(Stored data entries)
• • • • •
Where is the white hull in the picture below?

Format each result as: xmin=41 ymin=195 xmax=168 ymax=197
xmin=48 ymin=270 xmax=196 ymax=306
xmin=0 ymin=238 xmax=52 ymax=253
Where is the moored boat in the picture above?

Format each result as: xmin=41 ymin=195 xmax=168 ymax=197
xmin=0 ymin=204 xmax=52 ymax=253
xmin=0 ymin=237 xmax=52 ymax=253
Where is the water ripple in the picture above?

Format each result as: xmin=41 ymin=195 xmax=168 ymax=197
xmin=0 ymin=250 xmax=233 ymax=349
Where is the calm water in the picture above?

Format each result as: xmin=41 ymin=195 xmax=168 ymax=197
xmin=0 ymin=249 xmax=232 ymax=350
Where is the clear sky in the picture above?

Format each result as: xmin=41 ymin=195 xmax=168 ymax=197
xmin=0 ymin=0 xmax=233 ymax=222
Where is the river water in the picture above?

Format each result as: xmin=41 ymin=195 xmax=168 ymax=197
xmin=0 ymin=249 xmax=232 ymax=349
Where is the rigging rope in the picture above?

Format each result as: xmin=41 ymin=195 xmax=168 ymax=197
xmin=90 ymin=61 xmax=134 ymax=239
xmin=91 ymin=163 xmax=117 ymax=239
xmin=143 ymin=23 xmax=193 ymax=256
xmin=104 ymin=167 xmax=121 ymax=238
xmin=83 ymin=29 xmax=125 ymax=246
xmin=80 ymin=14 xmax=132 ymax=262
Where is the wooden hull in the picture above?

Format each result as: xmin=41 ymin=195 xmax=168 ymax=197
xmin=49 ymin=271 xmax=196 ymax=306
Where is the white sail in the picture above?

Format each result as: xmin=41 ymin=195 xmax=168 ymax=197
• • • • •
# What needs to be done
Retype all of the records above, word for word.

# Answer section
Where is the white hull in the picture below?

Format each result as: xmin=41 ymin=195 xmax=168 ymax=197
xmin=48 ymin=270 xmax=196 ymax=306
xmin=0 ymin=238 xmax=52 ymax=253
Where is the moored boat in the picture above?

Format each result as: xmin=41 ymin=195 xmax=168 ymax=197
xmin=0 ymin=204 xmax=52 ymax=253
xmin=0 ymin=237 xmax=52 ymax=253
Where is the water ripple in the picture above?

Format each result as: xmin=41 ymin=195 xmax=168 ymax=197
xmin=0 ymin=250 xmax=233 ymax=349
Where is the calm water in the picture above?

Format each result as: xmin=41 ymin=195 xmax=168 ymax=197
xmin=0 ymin=249 xmax=232 ymax=350
Where is the clear sky in the picture above?

Format each result as: xmin=41 ymin=195 xmax=168 ymax=197
xmin=0 ymin=0 xmax=233 ymax=222
Where is the river water in the picture above?

Format each result as: xmin=41 ymin=195 xmax=168 ymax=197
xmin=0 ymin=249 xmax=232 ymax=349
Where is the rigging rope in the picture above?

Format each result as: xmin=41 ymin=195 xmax=168 ymax=197
xmin=90 ymin=61 xmax=134 ymax=239
xmin=91 ymin=163 xmax=117 ymax=239
xmin=143 ymin=23 xmax=193 ymax=256
xmin=104 ymin=167 xmax=121 ymax=238
xmin=83 ymin=29 xmax=125 ymax=246
xmin=80 ymin=14 xmax=132 ymax=262
Where is the wooden hull in the picture above?

Format each result as: xmin=41 ymin=195 xmax=168 ymax=197
xmin=49 ymin=271 xmax=196 ymax=306
Where is the white sail in the picture above?

Format each result as: xmin=41 ymin=195 xmax=168 ymax=197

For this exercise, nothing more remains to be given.